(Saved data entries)

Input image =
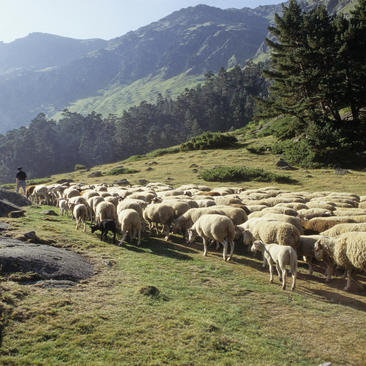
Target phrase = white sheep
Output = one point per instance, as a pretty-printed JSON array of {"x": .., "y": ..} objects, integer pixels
[
  {"x": 105, "y": 211},
  {"x": 159, "y": 213},
  {"x": 348, "y": 251},
  {"x": 214, "y": 227},
  {"x": 129, "y": 222},
  {"x": 305, "y": 249},
  {"x": 279, "y": 255},
  {"x": 80, "y": 212},
  {"x": 64, "y": 207},
  {"x": 270, "y": 231}
]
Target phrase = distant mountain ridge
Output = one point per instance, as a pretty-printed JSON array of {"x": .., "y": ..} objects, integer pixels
[{"x": 47, "y": 73}]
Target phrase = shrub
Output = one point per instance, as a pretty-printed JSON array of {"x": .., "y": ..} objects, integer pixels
[
  {"x": 209, "y": 140},
  {"x": 233, "y": 174},
  {"x": 121, "y": 170}
]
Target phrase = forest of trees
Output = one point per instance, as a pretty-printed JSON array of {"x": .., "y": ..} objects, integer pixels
[
  {"x": 317, "y": 80},
  {"x": 224, "y": 101}
]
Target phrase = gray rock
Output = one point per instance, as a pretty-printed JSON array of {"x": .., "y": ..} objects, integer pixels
[
  {"x": 143, "y": 182},
  {"x": 47, "y": 261},
  {"x": 282, "y": 163},
  {"x": 14, "y": 198},
  {"x": 95, "y": 174},
  {"x": 341, "y": 171},
  {"x": 62, "y": 181},
  {"x": 15, "y": 214},
  {"x": 122, "y": 182},
  {"x": 48, "y": 213},
  {"x": 4, "y": 226}
]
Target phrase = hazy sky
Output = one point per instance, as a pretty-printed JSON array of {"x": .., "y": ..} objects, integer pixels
[{"x": 94, "y": 18}]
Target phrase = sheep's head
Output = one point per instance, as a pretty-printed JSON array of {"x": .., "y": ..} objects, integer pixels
[
  {"x": 318, "y": 251},
  {"x": 256, "y": 246},
  {"x": 248, "y": 238},
  {"x": 191, "y": 235},
  {"x": 94, "y": 228}
]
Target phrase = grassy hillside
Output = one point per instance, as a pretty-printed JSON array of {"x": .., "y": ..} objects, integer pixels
[
  {"x": 176, "y": 168},
  {"x": 207, "y": 312},
  {"x": 119, "y": 98}
]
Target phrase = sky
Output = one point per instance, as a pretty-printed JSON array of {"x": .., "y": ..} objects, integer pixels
[{"x": 83, "y": 19}]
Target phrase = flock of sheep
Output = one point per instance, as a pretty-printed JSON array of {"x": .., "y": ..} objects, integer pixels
[{"x": 285, "y": 226}]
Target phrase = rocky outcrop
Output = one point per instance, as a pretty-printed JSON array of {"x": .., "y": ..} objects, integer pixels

Task objective: Return all the entries word for word, but omit any pictures they contain.

Finished answer:
Input image =
Target phrase = white sheep
Output = one point per instance, as a pretty-printed JSON array of {"x": .., "y": ..} objects, integer pixels
[
  {"x": 105, "y": 211},
  {"x": 159, "y": 213},
  {"x": 348, "y": 251},
  {"x": 214, "y": 227},
  {"x": 129, "y": 222},
  {"x": 305, "y": 249},
  {"x": 279, "y": 255},
  {"x": 80, "y": 212},
  {"x": 64, "y": 207},
  {"x": 270, "y": 231}
]
Target phrase = distant mountain ridge
Output = one point per instance, as a pretty-printed JSON array of {"x": .., "y": ..} objects, integer pixels
[{"x": 47, "y": 73}]
Target phrase = shrub
Output = one point per instance, as a pretty-printed JSON array of {"x": .., "y": ..} objects, integer pixels
[
  {"x": 209, "y": 140},
  {"x": 233, "y": 174},
  {"x": 121, "y": 170}
]
Target phrase = forest of trees
Output = one point per instance, as a pretty-printed JSON array of {"x": .., "y": ..} objects, integer pixels
[
  {"x": 317, "y": 80},
  {"x": 224, "y": 101}
]
Target phrase = gray rock
Output = one point per instance, as a pretty-printed JSON array of {"x": .., "y": ..} objects, integer pixels
[
  {"x": 143, "y": 182},
  {"x": 47, "y": 261},
  {"x": 282, "y": 163},
  {"x": 14, "y": 198},
  {"x": 95, "y": 174},
  {"x": 341, "y": 171},
  {"x": 62, "y": 181},
  {"x": 15, "y": 214},
  {"x": 122, "y": 182},
  {"x": 48, "y": 213},
  {"x": 4, "y": 226}
]
Target phrase = hazy sky
Output = one point per instance, as a pretty-printed JSON array of {"x": .., "y": ..} objects, integer pixels
[{"x": 94, "y": 18}]
Target phrase = sheep's head
Output = one point per instance, as a pretty-printed JSON array of {"x": .., "y": ..} objects, integer pixels
[
  {"x": 318, "y": 251},
  {"x": 256, "y": 246},
  {"x": 248, "y": 238},
  {"x": 191, "y": 235},
  {"x": 94, "y": 228}
]
Target phrase = grassy hillside
Output = one point per instance, as a pretty-printed JSON array of {"x": .., "y": ..} objects, integer pixels
[
  {"x": 176, "y": 168},
  {"x": 207, "y": 312},
  {"x": 119, "y": 98}
]
Target phrase = sky
Output = one point per instance, as a pretty-printed JSON array of {"x": .., "y": ..} objects, integer pixels
[{"x": 83, "y": 19}]
Target phrase = flock of sheep
Output = one point per instance, as a pretty-printed JSON array of {"x": .., "y": ..} objects, integer pixels
[{"x": 285, "y": 226}]
Target phrase = rocky outcrop
Output = one point per instance, as a pretty-printed JSON array of {"x": .., "y": ..} objects, integer pixels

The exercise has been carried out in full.